In Greek mythology, Memnon (Greek: Mέμνων) was an Ethiopian king and son of Tithonus and Eos. As a warrior he was considered to be almost Achilles' equal in skill. At the Trojan War, he brought an army to Troy's defense and was killed by Achilles in retribution for killing Antilochus. The death of Memnon echoes that of Hector, another defender of Troy whom Achilles also killed out of revenge for a fallen comrade, Patroclus. After Memnon's death, Zeus was moved by Eos' tears and granted her immortality. Memnon's death is related at length in the lost epic Aethiopis, composed after The Iliad circa the 7th century BC. Quintus of Smyrna records Memnon's death in Posthomerica. His death is also described in Philostratus' Imagines.

+ + +

* Exercise task 1:
Count the lines in the listing that contain the string "wheel". Give only the number.

+ + +

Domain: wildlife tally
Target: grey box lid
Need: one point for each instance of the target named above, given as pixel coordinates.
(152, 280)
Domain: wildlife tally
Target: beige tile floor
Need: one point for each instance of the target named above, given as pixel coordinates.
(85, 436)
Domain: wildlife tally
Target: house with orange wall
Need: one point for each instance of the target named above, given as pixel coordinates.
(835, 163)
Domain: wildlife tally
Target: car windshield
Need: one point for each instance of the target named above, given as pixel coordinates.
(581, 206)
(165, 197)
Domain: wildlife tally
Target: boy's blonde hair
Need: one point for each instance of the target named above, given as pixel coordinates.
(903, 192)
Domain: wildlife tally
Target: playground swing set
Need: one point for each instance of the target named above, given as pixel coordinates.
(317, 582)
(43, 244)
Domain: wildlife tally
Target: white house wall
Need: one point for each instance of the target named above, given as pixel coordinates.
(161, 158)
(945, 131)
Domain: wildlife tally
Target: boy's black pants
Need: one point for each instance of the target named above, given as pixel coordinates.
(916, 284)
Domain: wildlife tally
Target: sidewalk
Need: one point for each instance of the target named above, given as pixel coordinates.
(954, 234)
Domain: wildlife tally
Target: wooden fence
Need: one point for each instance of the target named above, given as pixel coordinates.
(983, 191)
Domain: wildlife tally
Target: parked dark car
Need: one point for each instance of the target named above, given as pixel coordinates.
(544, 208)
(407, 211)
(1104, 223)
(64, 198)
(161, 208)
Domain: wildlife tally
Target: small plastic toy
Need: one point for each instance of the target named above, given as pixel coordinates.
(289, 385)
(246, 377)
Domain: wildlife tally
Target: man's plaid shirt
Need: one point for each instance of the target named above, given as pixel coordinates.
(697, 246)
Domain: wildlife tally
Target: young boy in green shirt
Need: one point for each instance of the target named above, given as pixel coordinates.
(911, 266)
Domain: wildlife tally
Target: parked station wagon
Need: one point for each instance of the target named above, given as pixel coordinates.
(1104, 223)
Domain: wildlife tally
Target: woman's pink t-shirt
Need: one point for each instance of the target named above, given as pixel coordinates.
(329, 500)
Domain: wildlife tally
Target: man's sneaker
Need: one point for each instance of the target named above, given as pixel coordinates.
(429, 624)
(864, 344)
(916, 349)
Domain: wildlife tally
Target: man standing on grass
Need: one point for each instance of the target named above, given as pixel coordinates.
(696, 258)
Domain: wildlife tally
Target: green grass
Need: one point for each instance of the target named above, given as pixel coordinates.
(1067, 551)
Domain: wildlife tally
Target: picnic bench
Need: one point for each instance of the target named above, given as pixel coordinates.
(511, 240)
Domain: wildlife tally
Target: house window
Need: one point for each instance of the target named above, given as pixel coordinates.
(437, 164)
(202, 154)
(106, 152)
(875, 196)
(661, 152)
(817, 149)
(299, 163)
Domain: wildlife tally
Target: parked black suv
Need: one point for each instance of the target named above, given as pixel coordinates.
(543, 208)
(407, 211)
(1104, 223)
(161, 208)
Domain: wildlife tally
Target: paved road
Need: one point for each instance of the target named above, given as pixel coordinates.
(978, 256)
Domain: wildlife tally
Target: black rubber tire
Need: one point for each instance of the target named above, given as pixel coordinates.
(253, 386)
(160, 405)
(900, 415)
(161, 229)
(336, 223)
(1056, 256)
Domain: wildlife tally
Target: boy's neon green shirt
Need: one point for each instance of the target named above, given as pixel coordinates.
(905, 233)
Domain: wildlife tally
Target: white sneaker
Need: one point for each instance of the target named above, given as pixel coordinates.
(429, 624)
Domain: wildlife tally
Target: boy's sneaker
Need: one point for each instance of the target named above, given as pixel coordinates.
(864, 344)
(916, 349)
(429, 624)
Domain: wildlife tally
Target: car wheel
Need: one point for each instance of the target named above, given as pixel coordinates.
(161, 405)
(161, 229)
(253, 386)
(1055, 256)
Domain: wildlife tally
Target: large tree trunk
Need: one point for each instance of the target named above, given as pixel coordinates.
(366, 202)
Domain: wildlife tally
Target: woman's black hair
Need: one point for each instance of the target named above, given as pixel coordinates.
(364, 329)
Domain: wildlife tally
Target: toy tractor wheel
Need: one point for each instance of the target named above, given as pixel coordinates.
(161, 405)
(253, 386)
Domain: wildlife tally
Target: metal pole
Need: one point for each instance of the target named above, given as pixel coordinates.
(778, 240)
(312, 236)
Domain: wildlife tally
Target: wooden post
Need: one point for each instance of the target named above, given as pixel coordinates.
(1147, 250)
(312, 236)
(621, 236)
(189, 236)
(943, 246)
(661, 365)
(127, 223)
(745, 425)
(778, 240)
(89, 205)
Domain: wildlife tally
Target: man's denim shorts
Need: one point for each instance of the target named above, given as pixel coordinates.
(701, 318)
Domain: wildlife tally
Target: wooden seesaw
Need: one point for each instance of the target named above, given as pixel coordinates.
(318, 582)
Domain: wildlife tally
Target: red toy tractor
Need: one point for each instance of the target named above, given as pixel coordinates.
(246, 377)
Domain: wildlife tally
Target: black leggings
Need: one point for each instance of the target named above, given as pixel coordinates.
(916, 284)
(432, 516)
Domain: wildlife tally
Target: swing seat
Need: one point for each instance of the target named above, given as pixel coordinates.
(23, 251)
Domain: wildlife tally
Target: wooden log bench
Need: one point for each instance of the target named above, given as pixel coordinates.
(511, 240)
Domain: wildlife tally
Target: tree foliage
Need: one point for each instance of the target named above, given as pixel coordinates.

+ + +

* Exercise task 2:
Copy the Memnon passage between "In Greek mythology, Memnon" and "in Philostratus' Imagines.", inclusive, swapping every "Troy" for "Ilium".

* Written solution 1:
2

* Written solution 2:
In Greek mythology, Memnon (Greek: Mέμνων) was an Ethiopian king and son of Tithonus and Eos. As a warrior he was considered to be almost Achilles' equal in skill. At the Trojan War, he brought an army to Ilium's defense and was killed by Achilles in retribution for killing Antilochus. The death of Memnon echoes that of Hector, another defender of Ilium whom Achilles also killed out of revenge for a fallen comrade, Patroclus. After Memnon's death, Zeus was moved by Eos' tears and granted her immortality. Memnon's death is related at length in the lost epic Aethiopis, composed after The Iliad circa the 7th century BC. Quintus of Smyrna records Memnon's death in Posthomerica. His death is also described in Philostratus' Imagines.